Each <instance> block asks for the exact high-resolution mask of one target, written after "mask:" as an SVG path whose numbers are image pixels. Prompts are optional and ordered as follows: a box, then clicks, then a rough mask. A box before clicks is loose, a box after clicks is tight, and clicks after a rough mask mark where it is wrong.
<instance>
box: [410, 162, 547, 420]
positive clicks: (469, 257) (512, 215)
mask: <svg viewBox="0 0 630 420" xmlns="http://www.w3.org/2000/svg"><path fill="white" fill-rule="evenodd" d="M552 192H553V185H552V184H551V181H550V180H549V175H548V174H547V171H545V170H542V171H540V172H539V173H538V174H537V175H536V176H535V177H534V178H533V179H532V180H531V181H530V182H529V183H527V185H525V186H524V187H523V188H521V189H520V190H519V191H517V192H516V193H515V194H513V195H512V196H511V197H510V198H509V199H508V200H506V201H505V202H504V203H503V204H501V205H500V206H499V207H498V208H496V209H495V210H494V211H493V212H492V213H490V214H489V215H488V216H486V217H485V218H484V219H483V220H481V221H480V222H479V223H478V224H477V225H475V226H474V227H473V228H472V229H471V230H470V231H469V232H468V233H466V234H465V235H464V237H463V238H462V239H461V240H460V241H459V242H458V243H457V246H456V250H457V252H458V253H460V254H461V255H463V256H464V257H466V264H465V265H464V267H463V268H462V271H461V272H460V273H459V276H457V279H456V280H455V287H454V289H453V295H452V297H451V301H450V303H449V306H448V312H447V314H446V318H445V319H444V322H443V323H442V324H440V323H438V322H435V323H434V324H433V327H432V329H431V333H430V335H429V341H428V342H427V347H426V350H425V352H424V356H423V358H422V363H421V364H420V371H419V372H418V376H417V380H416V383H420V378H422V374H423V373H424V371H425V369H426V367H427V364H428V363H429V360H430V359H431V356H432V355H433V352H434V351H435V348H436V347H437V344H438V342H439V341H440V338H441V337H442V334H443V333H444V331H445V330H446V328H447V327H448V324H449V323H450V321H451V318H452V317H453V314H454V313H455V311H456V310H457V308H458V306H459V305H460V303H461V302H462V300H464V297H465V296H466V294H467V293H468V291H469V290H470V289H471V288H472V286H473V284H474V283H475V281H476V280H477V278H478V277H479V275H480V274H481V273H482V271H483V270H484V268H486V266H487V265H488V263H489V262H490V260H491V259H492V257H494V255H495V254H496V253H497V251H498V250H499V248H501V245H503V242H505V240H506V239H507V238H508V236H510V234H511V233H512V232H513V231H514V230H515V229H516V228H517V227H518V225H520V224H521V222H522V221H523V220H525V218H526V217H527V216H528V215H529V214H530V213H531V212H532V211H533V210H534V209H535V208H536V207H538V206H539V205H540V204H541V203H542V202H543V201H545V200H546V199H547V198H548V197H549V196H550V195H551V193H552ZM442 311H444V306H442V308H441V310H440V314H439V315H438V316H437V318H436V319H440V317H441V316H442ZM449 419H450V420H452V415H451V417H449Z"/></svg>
= = =
*What to do*
Scan the entries for lines holding the string "instance", then copy every one of them.

*Answer to this problem*
Each <instance> block asks for the exact high-resolution mask of one target, written after "mask:" as an SVG path whose numbers are image pixels. Prompts are optional and ordered as follows: a box, then clicks, then a rough mask. A box before clicks is loose, a box after clicks is tight, and clicks after a rough mask mark where it is wrong.
<instance>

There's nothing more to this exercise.